**WHAT IS NEEDED**
Reproduce the records below in their entirety, exactly as shown.

**DATASET**

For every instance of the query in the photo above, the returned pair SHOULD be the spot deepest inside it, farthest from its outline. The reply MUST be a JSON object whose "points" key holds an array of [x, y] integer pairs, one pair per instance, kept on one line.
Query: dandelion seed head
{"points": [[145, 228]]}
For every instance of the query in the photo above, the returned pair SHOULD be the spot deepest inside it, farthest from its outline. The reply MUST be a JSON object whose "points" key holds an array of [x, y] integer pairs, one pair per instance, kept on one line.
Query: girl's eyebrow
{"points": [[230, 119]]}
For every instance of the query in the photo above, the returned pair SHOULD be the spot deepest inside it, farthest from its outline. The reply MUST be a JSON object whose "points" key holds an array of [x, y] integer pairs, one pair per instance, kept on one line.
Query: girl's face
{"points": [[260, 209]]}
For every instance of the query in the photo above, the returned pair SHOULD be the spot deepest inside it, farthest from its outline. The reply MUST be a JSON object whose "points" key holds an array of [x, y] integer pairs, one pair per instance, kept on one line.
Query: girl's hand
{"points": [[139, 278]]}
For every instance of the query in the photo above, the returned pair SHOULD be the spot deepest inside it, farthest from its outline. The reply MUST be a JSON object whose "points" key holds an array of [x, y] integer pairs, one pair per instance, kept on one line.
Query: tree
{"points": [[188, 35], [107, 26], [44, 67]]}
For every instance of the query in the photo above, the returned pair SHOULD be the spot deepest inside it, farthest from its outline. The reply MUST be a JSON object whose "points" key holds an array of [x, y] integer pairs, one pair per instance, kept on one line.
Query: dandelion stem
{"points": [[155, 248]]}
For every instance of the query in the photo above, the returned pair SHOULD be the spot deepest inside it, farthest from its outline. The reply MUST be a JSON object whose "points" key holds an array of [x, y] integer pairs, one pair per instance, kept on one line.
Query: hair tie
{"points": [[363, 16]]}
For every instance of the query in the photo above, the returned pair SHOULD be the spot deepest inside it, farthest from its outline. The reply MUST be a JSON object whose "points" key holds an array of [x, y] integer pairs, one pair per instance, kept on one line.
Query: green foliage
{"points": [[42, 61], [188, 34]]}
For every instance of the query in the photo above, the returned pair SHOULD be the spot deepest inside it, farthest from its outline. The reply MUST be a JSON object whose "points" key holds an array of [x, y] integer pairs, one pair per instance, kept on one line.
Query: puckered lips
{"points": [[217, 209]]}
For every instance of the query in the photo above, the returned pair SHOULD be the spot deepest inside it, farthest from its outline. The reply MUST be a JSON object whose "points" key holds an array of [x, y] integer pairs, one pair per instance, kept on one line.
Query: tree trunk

**SOLUTION TO THE PROBLEM**
For every instance of the query in the photo above, the returned pair SHOULD be the spot deepest inside it, farthest from its outline. The reply MUST be a JSON object whose "points" key holds an array of [x, y] integer pairs, one pair per instance, kept on one line.
Query: dandelion seed head
{"points": [[145, 228]]}
For every instance of the query in the photo above, the returned pair SHOULD be the spot deepest inside it, farthest from its outline. The reply MUST be a JSON object whose "points" key holds an array of [x, y] integer pairs, one pair per instance, kept on one line.
Query: girl's eyebrow
{"points": [[230, 119]]}
For every instance of the query in the photo above, the returned pair SHOULD be the spot deepest inside it, farthest from its outline. The reply MUST be a JSON object whose "points" key holds an array of [x, y] integer pairs, one pair per instance, kept on one line.
Query: girl's face
{"points": [[260, 209]]}
For every instance of the query in the photo above, the returned pair SHOULD be the spot deepest inside it, farthest from its outline. The reply MUST be a JSON object whose "points" key holds an array of [x, y] integer pairs, one pair per instance, kept on one line.
Query: girl's hand
{"points": [[139, 278]]}
For every instance of the query in the photo above, the returned pair SHOULD be the spot deepest inside it, farthest from its outline. The reply MUST be a JSON object whose "points" key holds an array of [x, y] integer pairs, one pair per instance, kept on one line.
Query: tree
{"points": [[188, 35], [107, 26], [44, 67]]}
For every instance of the query in the photo above, the returned pair SHOULD be the spot deepest inside it, farthest from its outline. The reply MUST be a JSON object whose "points" key holds an array of [x, y] integer pairs, one pair per instance, kept on one line.
Query: dandelion stem
{"points": [[155, 248]]}
For every instance of the query in the photo above, the returned pair SHOULD be the spot deepest inside it, farthest from its outline. The reply MUST be a JSON object whose "points" key holds an array of [x, y] integer pairs, one pair per instance, kept on one line.
Query: hair tie
{"points": [[363, 16]]}
For every instance of the query in the photo above, the returned pair SHOULD be the spot deepest inside it, farthest from its outline. The reply MUST be a JSON object whose "points" key holds an array of [x, y] integer pairs, one pair per instance, kept on one line.
Query: green foliage
{"points": [[42, 61], [188, 34]]}
For every instance of the query in the photo above, the returned pair SHOULD be the spot deepest inside it, farthest from its outline. The reply MUST be a JSON object whose "points" key holds an array of [x, y] integer pairs, one pair per instance, kept on one line.
Query: puckered lips
{"points": [[217, 209]]}
For every instance of the query in the photo above, the returned pair SHOULD be the spot deepest inside it, farthest from its outline. The reply MUST be a JSON object whose "points" key holds an array of [x, y] integer pairs, one pair per instance, kept on one line.
Query: tree trunk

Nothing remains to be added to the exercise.